▸ Exercise inputs

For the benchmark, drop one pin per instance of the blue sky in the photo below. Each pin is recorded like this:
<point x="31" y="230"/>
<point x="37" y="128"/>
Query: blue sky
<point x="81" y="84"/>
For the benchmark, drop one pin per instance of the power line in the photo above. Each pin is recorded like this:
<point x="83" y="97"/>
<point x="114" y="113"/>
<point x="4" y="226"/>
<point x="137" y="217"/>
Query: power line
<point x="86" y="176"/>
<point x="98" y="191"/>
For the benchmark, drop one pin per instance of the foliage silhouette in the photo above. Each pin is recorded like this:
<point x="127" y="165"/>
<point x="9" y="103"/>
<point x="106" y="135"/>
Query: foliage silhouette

* * *

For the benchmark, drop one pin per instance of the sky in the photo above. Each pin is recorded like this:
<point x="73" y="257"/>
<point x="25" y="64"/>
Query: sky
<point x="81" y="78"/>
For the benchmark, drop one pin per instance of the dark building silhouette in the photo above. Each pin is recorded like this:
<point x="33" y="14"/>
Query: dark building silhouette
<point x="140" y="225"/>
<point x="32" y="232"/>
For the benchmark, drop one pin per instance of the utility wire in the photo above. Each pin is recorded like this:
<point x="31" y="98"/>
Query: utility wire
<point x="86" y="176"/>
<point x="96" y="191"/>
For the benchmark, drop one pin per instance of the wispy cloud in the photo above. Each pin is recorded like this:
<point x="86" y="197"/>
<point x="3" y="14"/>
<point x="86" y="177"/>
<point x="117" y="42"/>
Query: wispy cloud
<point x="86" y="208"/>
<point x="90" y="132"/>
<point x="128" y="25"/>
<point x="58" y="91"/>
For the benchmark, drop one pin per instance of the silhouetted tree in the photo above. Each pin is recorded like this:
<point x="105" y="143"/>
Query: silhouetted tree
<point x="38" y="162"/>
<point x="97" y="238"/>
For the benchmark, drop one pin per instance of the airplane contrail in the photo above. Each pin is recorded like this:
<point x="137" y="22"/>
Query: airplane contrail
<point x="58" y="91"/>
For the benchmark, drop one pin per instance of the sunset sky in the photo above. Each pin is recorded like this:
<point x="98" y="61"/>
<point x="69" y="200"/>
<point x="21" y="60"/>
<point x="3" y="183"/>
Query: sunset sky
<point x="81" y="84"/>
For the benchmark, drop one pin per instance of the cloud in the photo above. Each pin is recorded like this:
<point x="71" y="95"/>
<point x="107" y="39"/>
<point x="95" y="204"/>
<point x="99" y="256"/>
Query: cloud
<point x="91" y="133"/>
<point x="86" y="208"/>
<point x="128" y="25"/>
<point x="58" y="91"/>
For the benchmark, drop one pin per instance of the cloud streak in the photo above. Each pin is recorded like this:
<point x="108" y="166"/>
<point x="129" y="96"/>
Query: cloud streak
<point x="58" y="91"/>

▸ What to work on
Please convert the material above into a JSON list of strings, one string per line with blank lines left out. Begin at the line that contains "For the benchmark, drop one pin per instance of the blue" and stop after the line that contains "Query: foliage silhouette".

▸ Exercise result
[
  "For the benchmark, drop one pin per instance of the blue sky in the photo below. Each pin is recorded like this:",
  "<point x=\"31\" y=\"230\"/>",
  "<point x=\"37\" y=\"128\"/>",
  "Query: blue sky",
  "<point x=\"81\" y=\"84\"/>",
  "For the benchmark, drop one pin per instance of the power line in the photo above. Each pin is recorded like this:",
  "<point x=\"83\" y=\"97\"/>",
  "<point x=\"114\" y=\"113\"/>",
  "<point x=\"4\" y=\"226\"/>",
  "<point x=\"137\" y=\"217\"/>",
  "Query: power line",
  "<point x=\"86\" y=\"176\"/>",
  "<point x=\"98\" y=\"191\"/>",
  "For the benchmark, drop one pin per instance of the foliage silhouette in the photo above. Each pin is recorded like this:",
  "<point x=\"127\" y=\"165\"/>",
  "<point x=\"9\" y=\"103\"/>",
  "<point x=\"106\" y=\"135\"/>",
  "Query: foliage silhouette"
]